■ Written problem
Leave out the pictures and retype exactly the lines from the one with "Kindly outline every instance of the eye" through the end of the records.

■ Supplied data
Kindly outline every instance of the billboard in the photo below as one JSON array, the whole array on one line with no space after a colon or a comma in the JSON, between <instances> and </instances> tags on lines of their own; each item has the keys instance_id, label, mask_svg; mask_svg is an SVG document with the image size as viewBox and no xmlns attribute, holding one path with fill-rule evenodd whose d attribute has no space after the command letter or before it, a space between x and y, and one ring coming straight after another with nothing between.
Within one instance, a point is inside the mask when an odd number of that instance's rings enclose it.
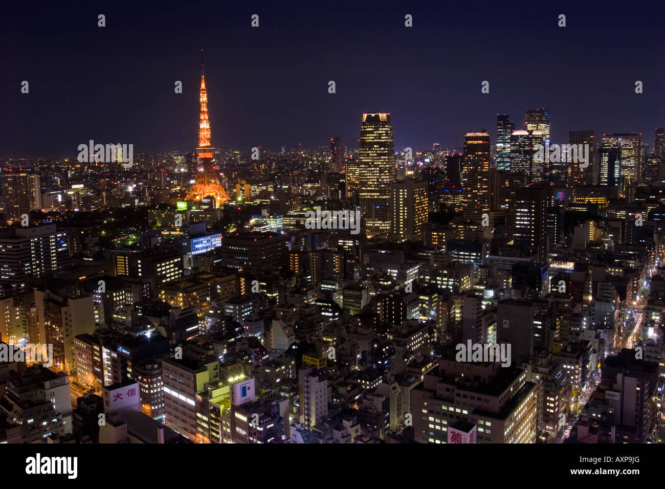
<instances>
[{"instance_id":1,"label":"billboard","mask_svg":"<svg viewBox=\"0 0 665 489\"><path fill-rule=\"evenodd\" d=\"M468 431L448 426L448 443L475 443L475 424Z\"/></svg>"},{"instance_id":2,"label":"billboard","mask_svg":"<svg viewBox=\"0 0 665 489\"><path fill-rule=\"evenodd\" d=\"M254 401L255 390L254 389L254 378L240 381L232 385L233 397L231 399L234 406L239 406L245 403Z\"/></svg>"},{"instance_id":3,"label":"billboard","mask_svg":"<svg viewBox=\"0 0 665 489\"><path fill-rule=\"evenodd\" d=\"M110 385L104 388L104 412L118 409L132 411L141 410L140 393L138 383L126 385Z\"/></svg>"}]
</instances>

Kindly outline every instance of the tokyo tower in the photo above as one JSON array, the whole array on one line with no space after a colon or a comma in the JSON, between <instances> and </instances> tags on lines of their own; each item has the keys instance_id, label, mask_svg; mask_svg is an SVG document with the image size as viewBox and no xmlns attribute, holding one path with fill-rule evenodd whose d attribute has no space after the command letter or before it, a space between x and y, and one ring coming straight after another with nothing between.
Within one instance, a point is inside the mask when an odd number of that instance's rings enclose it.
<instances>
[{"instance_id":1,"label":"tokyo tower","mask_svg":"<svg viewBox=\"0 0 665 489\"><path fill-rule=\"evenodd\" d=\"M221 186L217 177L216 166L212 160L214 148L210 145L210 120L207 114L207 90L203 77L203 50L201 50L201 116L199 121L199 147L196 152L199 156L198 171L196 182L190 188L185 200L200 200L205 197L214 197L215 205L219 207L229 200L229 194Z\"/></svg>"}]
</instances>

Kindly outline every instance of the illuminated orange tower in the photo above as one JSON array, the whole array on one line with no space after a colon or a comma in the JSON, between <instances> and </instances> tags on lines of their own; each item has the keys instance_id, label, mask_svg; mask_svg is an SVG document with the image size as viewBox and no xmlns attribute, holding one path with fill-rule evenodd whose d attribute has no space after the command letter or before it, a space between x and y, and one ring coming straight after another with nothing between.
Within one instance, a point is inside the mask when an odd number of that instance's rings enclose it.
<instances>
[{"instance_id":1,"label":"illuminated orange tower","mask_svg":"<svg viewBox=\"0 0 665 489\"><path fill-rule=\"evenodd\" d=\"M196 181L190 188L185 200L200 200L205 197L214 197L219 207L229 200L229 194L221 186L217 177L216 167L212 160L214 148L210 146L210 120L207 115L207 90L203 75L203 50L201 50L201 116L199 120L198 171Z\"/></svg>"}]
</instances>

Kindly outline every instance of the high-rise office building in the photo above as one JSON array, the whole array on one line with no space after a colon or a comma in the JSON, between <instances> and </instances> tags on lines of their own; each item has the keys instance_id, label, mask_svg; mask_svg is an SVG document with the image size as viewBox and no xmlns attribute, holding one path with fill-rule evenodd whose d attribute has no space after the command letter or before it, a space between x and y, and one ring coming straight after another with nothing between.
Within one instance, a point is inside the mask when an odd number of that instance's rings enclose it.
<instances>
[{"instance_id":1,"label":"high-rise office building","mask_svg":"<svg viewBox=\"0 0 665 489\"><path fill-rule=\"evenodd\" d=\"M22 214L41 209L39 175L8 172L5 174L5 218L18 220Z\"/></svg>"},{"instance_id":2,"label":"high-rise office building","mask_svg":"<svg viewBox=\"0 0 665 489\"><path fill-rule=\"evenodd\" d=\"M549 249L547 211L551 205L549 185L517 189L506 216L508 236L513 244L538 248L538 262L547 263Z\"/></svg>"},{"instance_id":3,"label":"high-rise office building","mask_svg":"<svg viewBox=\"0 0 665 489\"><path fill-rule=\"evenodd\" d=\"M550 144L550 122L549 109L547 108L527 108L524 114L524 128L532 131L533 144L541 144L544 147ZM538 133L540 133L539 134ZM560 163L551 163L545 158L542 165L543 178L549 179L553 173L560 174L561 166ZM539 181L539 180L534 180Z\"/></svg>"},{"instance_id":4,"label":"high-rise office building","mask_svg":"<svg viewBox=\"0 0 665 489\"><path fill-rule=\"evenodd\" d=\"M0 231L0 283L25 287L27 275L41 277L69 261L67 233L55 224Z\"/></svg>"},{"instance_id":5,"label":"high-rise office building","mask_svg":"<svg viewBox=\"0 0 665 489\"><path fill-rule=\"evenodd\" d=\"M589 164L588 166L581 167L579 161L577 163L574 161L569 161L565 164L569 184L595 185L598 182L598 164L596 162L596 133L591 130L570 131L568 133L568 144L576 144L578 154L579 154L581 147L583 148L585 145L589 145L587 154L589 160L587 162Z\"/></svg>"},{"instance_id":6,"label":"high-rise office building","mask_svg":"<svg viewBox=\"0 0 665 489\"><path fill-rule=\"evenodd\" d=\"M632 183L639 183L642 180L642 134L603 134L601 140L602 154L608 154L608 150L618 151L619 175ZM601 172L603 171L601 162Z\"/></svg>"},{"instance_id":7,"label":"high-rise office building","mask_svg":"<svg viewBox=\"0 0 665 489\"><path fill-rule=\"evenodd\" d=\"M621 176L619 148L600 146L598 152L598 185L616 187Z\"/></svg>"},{"instance_id":8,"label":"high-rise office building","mask_svg":"<svg viewBox=\"0 0 665 489\"><path fill-rule=\"evenodd\" d=\"M665 127L656 128L654 152L656 154L658 177L662 182L665 180Z\"/></svg>"},{"instance_id":9,"label":"high-rise office building","mask_svg":"<svg viewBox=\"0 0 665 489\"><path fill-rule=\"evenodd\" d=\"M489 210L505 211L510 201L509 170L492 168L489 170Z\"/></svg>"},{"instance_id":10,"label":"high-rise office building","mask_svg":"<svg viewBox=\"0 0 665 489\"><path fill-rule=\"evenodd\" d=\"M359 145L360 204L367 236L387 236L389 186L397 178L390 112L362 114Z\"/></svg>"},{"instance_id":11,"label":"high-rise office building","mask_svg":"<svg viewBox=\"0 0 665 489\"><path fill-rule=\"evenodd\" d=\"M665 160L665 127L656 128L654 151L660 161Z\"/></svg>"},{"instance_id":12,"label":"high-rise office building","mask_svg":"<svg viewBox=\"0 0 665 489\"><path fill-rule=\"evenodd\" d=\"M344 146L341 138L331 138L331 167L336 173L344 166Z\"/></svg>"},{"instance_id":13,"label":"high-rise office building","mask_svg":"<svg viewBox=\"0 0 665 489\"><path fill-rule=\"evenodd\" d=\"M462 186L464 189L464 219L477 222L489 212L489 134L467 132L464 136Z\"/></svg>"},{"instance_id":14,"label":"high-rise office building","mask_svg":"<svg viewBox=\"0 0 665 489\"><path fill-rule=\"evenodd\" d=\"M497 114L496 161L499 170L510 170L510 136L515 130L515 123L510 122L507 114Z\"/></svg>"},{"instance_id":15,"label":"high-rise office building","mask_svg":"<svg viewBox=\"0 0 665 489\"><path fill-rule=\"evenodd\" d=\"M510 177L518 186L541 182L545 160L536 156L536 145L543 144L539 130L513 131L510 138Z\"/></svg>"},{"instance_id":16,"label":"high-rise office building","mask_svg":"<svg viewBox=\"0 0 665 489\"><path fill-rule=\"evenodd\" d=\"M91 334L95 328L92 295L66 297L35 289L39 341L53 345L53 364L72 373L76 368L75 337Z\"/></svg>"},{"instance_id":17,"label":"high-rise office building","mask_svg":"<svg viewBox=\"0 0 665 489\"><path fill-rule=\"evenodd\" d=\"M428 184L409 178L390 184L390 239L420 238L428 218Z\"/></svg>"},{"instance_id":18,"label":"high-rise office building","mask_svg":"<svg viewBox=\"0 0 665 489\"><path fill-rule=\"evenodd\" d=\"M549 142L550 140L549 109L527 108L524 114L524 128L527 130L540 131L543 134L543 140Z\"/></svg>"},{"instance_id":19,"label":"high-rise office building","mask_svg":"<svg viewBox=\"0 0 665 489\"><path fill-rule=\"evenodd\" d=\"M446 154L444 158L446 178L448 184L460 186L462 185L462 155L454 153Z\"/></svg>"}]
</instances>

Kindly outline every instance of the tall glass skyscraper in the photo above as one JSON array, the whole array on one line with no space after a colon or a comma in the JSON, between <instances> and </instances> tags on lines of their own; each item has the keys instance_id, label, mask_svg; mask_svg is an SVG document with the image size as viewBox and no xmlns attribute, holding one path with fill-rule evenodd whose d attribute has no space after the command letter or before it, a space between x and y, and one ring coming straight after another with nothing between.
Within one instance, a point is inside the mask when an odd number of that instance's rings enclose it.
<instances>
[{"instance_id":1,"label":"tall glass skyscraper","mask_svg":"<svg viewBox=\"0 0 665 489\"><path fill-rule=\"evenodd\" d=\"M365 230L368 236L387 236L390 185L397 180L390 112L364 113L358 142L359 197Z\"/></svg>"},{"instance_id":2,"label":"tall glass skyscraper","mask_svg":"<svg viewBox=\"0 0 665 489\"><path fill-rule=\"evenodd\" d=\"M510 170L510 136L515 130L515 123L510 122L507 114L497 114L497 168Z\"/></svg>"},{"instance_id":3,"label":"tall glass skyscraper","mask_svg":"<svg viewBox=\"0 0 665 489\"><path fill-rule=\"evenodd\" d=\"M464 136L462 186L464 190L464 219L479 224L489 213L489 134L467 132Z\"/></svg>"},{"instance_id":4,"label":"tall glass skyscraper","mask_svg":"<svg viewBox=\"0 0 665 489\"><path fill-rule=\"evenodd\" d=\"M632 183L639 183L642 179L642 134L603 134L601 155L608 154L610 149L618 150L618 174ZM601 160L600 172L604 169L604 160Z\"/></svg>"},{"instance_id":5,"label":"tall glass skyscraper","mask_svg":"<svg viewBox=\"0 0 665 489\"><path fill-rule=\"evenodd\" d=\"M542 144L543 134L537 130L513 131L510 140L511 180L521 186L543 180L543 158L535 158L535 145Z\"/></svg>"}]
</instances>

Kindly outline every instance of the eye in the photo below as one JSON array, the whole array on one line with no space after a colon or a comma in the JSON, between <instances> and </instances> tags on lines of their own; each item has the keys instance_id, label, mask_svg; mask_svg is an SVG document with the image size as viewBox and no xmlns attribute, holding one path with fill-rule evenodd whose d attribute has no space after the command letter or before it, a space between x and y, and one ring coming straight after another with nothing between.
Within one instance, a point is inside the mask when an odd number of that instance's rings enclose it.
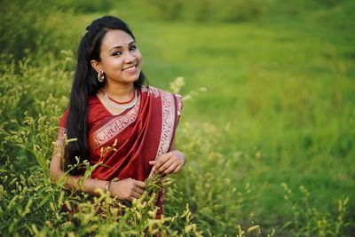
<instances>
[{"instance_id":1,"label":"eye","mask_svg":"<svg viewBox=\"0 0 355 237\"><path fill-rule=\"evenodd\" d=\"M112 56L121 56L121 54L122 54L121 51L114 51L114 52L112 53Z\"/></svg>"},{"instance_id":2,"label":"eye","mask_svg":"<svg viewBox=\"0 0 355 237\"><path fill-rule=\"evenodd\" d=\"M137 46L136 45L132 45L130 47L130 51L135 51L137 50Z\"/></svg>"}]
</instances>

■ Complete output
Kindly outline every instance of the eye in the photo below as one JSON array, the whole array on one line with no space after a colon or a comma in the JSON, between <instances> and </instances> tags on lines of their own; each item has the keys instance_id, label, mask_svg; mask_svg is an SVG document with the image size as viewBox and no xmlns attribute, holding one path with fill-rule evenodd whose d attribute has no space after the command letter or before it, a space between x and y, and one ring coming straight after another with nothing between.
Within one instance, a point is inside the mask when an odd number of that instance's rings enclose it.
<instances>
[{"instance_id":1,"label":"eye","mask_svg":"<svg viewBox=\"0 0 355 237\"><path fill-rule=\"evenodd\" d=\"M112 56L121 56L121 54L122 54L121 51L114 51L114 52L112 53Z\"/></svg>"},{"instance_id":2,"label":"eye","mask_svg":"<svg viewBox=\"0 0 355 237\"><path fill-rule=\"evenodd\" d=\"M137 46L136 45L132 45L130 47L130 51L135 51L137 50Z\"/></svg>"}]
</instances>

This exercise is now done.